Objectifs —
• 1. D'après le texte sur la maison normande, de quoi est faite la véritable maison normande ?
• 2. Relevez, dans le texte sur la maison normande, toutes les constructions qu'il cite comme faisant partie du patrimoine architectural.

##### Texte fourni #####

Maison normande (photo Rodolphe Corbin © Patrimoine Normand).
En se promenant dans le fin fond de la campagne normande, qui ne s’est pas arrêté un jour devant une de ces maisons à colombages et au toit de chaume enrubanné d’iris ? Qui ne s’est pas trouvé charmé par tant de grâce et d’authenticité ? Il suffit en plus de quelques pommiers en fleurs au premier plan et de quelques vaches paissant paisiblement et voilà le cliché universel qui symbolise notre belle province.
La véritable maison normande, ce n’est pas n’importe laquelle. C’est une maison en terre, de la terre de son pays. Une maison qui s’intègre parfaitement à son environnement, dans un équilibre végétal-minéral harmonieux, modulé au fil des ans. C’est une maison de tradition qu’il s’agit de préserver, dans ses fondements et aussi dans son esprit. Car le patrimoine architectural, ce n’est pas seulement le château illustre ou le manoir classé du canton, c’est aussi la modeste maison du village, c’est la ferme des ancêtres et ses bâtiments annexes… Ce sont ces constructions paysannes, souvent de grande qualité, émouvantes dans leur simplicité et leur grande diversité, témoins de civilisations rurales dont pour ainsi dire nous sommes tous issus.

##### Données fournies #####

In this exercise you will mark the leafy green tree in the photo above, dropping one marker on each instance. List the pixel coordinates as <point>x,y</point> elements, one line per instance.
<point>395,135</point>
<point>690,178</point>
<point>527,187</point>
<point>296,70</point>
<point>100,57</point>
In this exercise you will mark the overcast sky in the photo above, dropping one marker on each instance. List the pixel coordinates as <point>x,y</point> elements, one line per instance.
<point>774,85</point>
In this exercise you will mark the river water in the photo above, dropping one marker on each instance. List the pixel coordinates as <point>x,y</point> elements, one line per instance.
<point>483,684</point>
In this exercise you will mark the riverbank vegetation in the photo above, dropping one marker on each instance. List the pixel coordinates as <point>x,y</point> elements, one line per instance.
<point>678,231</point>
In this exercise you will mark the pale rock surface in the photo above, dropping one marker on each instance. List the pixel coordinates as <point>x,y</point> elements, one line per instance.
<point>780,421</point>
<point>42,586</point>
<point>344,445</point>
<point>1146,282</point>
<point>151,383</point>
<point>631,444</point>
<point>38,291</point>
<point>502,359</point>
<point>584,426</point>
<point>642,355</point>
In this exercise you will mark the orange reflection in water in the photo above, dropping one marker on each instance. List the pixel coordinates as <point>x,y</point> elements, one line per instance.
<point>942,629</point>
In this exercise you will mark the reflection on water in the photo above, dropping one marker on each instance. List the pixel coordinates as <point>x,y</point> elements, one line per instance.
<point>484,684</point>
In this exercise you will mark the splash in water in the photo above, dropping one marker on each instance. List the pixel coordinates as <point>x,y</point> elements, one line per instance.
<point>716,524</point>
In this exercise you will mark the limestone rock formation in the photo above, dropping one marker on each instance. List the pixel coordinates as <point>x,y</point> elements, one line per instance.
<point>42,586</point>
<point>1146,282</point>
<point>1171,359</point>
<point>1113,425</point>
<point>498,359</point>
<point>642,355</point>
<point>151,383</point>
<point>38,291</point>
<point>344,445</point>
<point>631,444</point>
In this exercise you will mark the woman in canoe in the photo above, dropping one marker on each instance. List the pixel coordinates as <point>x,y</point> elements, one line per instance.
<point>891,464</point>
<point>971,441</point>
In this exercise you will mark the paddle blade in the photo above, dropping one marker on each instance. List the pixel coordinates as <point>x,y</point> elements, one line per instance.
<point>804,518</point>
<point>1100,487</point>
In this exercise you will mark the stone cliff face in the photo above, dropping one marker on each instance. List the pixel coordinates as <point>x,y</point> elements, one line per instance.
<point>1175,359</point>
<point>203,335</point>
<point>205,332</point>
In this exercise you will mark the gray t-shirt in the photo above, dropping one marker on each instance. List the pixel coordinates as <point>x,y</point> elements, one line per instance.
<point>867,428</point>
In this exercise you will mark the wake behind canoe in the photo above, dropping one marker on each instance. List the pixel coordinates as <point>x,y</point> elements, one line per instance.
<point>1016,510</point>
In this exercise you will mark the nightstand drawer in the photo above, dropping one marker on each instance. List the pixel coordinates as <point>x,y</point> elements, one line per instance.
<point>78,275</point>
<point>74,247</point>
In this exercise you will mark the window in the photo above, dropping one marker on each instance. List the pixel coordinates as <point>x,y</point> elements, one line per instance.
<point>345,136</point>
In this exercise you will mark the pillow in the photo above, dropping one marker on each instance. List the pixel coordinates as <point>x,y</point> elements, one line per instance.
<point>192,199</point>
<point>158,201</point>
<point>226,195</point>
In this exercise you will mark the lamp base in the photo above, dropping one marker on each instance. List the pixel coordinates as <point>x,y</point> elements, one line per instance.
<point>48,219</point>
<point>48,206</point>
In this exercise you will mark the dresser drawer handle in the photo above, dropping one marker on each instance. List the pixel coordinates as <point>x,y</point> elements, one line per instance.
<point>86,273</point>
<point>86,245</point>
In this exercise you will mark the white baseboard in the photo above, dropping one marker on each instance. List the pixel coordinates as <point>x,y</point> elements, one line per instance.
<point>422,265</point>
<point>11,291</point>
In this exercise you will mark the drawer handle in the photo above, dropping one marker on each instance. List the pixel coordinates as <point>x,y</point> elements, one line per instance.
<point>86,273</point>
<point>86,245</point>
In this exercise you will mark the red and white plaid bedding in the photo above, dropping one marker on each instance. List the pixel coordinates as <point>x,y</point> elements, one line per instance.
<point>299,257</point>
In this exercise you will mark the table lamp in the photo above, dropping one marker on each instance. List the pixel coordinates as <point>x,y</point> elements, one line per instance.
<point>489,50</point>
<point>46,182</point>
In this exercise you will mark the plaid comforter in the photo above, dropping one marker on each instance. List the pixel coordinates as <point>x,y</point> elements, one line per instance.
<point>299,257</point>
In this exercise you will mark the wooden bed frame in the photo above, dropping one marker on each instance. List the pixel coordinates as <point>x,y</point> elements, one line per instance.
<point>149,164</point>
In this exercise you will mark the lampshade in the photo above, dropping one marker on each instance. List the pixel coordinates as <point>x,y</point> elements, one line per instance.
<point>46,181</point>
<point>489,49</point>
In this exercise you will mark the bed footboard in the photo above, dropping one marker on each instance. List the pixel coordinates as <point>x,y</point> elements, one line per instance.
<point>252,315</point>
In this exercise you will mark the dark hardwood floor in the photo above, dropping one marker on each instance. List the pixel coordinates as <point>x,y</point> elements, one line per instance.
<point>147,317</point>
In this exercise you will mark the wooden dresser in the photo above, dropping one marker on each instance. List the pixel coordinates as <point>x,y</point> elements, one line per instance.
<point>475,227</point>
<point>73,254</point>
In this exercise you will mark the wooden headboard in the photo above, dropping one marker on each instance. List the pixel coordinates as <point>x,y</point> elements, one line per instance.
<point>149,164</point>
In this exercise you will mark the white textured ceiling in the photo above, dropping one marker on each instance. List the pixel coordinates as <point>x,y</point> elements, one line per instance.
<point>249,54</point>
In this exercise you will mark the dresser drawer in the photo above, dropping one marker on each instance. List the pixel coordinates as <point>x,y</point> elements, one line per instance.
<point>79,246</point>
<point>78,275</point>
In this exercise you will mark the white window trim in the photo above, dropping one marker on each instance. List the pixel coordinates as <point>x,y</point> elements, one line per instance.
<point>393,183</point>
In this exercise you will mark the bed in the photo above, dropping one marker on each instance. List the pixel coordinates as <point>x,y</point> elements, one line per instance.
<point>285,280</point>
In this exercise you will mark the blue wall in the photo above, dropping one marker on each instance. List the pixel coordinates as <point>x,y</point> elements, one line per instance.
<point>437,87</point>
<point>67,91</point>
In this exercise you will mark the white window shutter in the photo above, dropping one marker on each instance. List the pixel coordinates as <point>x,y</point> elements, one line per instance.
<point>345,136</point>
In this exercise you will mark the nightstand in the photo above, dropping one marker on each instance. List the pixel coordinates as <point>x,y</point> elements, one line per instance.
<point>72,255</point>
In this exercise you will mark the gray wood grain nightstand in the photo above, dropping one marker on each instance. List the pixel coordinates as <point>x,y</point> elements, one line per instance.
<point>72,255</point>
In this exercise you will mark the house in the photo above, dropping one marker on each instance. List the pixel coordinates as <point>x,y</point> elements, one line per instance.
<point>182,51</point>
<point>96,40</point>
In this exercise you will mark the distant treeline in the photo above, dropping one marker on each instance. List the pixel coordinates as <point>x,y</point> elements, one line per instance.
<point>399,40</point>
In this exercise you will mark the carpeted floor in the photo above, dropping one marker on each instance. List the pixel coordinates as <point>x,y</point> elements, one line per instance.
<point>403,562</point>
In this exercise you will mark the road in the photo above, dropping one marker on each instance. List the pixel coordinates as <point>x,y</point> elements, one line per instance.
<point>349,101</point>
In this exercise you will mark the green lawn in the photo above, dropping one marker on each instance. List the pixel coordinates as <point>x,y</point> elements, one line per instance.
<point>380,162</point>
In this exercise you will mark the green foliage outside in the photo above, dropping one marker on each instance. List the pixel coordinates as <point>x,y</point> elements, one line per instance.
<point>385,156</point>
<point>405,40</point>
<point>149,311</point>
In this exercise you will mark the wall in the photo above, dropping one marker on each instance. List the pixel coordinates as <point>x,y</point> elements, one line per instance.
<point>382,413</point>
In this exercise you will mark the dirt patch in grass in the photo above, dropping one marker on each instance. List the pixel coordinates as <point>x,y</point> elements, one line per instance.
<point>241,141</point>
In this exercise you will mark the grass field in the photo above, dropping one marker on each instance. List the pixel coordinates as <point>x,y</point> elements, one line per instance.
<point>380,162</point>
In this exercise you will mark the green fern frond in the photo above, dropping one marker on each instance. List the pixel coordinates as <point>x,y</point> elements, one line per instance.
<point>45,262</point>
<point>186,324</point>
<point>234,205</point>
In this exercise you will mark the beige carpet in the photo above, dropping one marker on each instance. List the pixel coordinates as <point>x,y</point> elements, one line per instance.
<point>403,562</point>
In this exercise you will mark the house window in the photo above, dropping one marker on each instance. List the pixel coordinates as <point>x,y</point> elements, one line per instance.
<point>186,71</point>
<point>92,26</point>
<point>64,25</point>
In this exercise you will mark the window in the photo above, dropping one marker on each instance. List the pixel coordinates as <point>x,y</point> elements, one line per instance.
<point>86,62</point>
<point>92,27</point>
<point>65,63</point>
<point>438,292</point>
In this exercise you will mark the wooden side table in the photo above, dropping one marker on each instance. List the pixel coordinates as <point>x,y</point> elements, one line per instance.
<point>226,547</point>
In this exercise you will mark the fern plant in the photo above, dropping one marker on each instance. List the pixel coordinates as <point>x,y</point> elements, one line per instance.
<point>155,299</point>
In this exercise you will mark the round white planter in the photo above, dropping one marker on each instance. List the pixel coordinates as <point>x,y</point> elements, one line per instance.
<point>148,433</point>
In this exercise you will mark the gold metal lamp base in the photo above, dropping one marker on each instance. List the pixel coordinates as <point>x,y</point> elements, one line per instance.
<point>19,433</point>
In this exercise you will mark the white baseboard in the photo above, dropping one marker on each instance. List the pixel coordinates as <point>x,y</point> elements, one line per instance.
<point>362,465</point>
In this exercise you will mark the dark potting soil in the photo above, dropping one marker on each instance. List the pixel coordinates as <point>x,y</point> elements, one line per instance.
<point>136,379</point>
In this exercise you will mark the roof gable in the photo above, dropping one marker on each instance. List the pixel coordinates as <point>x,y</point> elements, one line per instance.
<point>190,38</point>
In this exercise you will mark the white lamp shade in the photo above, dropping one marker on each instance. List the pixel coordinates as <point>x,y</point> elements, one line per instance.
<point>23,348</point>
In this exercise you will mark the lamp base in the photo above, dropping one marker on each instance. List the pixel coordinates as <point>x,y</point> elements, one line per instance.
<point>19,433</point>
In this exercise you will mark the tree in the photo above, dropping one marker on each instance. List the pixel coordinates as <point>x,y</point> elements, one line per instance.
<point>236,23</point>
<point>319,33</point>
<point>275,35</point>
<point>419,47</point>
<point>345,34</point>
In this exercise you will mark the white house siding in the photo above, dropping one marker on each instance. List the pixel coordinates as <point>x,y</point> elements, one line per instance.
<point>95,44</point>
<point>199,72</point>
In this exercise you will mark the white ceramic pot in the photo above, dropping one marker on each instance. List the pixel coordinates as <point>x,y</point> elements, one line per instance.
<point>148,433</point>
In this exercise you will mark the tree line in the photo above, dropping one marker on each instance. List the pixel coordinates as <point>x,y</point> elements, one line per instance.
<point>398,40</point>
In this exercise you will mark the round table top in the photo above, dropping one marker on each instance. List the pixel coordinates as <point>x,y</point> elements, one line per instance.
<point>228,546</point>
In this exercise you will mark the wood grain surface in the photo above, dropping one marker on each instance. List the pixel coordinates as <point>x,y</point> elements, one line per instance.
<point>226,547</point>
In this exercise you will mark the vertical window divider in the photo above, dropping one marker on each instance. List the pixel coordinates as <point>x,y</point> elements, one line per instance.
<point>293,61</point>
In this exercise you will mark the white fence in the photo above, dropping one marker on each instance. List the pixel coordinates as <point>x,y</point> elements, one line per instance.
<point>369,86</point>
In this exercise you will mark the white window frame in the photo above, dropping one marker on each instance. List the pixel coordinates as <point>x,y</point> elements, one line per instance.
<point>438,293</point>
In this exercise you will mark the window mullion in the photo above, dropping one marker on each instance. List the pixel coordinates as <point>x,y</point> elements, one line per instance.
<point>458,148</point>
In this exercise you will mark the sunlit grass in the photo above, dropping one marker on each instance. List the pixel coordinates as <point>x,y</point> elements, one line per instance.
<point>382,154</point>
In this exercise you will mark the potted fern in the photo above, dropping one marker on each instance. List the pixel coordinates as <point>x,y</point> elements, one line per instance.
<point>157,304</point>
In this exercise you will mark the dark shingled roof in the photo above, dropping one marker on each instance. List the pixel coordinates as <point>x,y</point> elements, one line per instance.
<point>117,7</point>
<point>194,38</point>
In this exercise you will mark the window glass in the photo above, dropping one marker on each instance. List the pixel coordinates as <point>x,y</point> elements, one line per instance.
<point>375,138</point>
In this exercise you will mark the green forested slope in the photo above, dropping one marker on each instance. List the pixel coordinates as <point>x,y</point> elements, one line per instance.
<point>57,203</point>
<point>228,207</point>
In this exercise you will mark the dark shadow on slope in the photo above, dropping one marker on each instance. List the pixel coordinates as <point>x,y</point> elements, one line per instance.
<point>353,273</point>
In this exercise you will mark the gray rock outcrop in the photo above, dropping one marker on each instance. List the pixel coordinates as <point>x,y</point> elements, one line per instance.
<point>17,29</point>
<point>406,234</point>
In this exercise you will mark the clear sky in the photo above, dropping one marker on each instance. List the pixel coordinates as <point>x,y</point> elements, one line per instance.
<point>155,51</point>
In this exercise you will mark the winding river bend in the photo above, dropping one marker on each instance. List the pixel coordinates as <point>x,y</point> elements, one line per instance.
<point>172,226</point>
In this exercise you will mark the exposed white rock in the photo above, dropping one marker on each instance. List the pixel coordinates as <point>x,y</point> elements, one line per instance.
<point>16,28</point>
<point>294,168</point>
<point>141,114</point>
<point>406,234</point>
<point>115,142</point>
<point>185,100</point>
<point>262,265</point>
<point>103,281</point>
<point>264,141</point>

#####

Réponses aux exercices —
• 1. C'est une maison en terre, de la terre de son pays.

• 2.
- le château illustre
- le manoir classé du canton
- la modeste maison du village
- la ferme des ancêtres et ses bâtiments annexes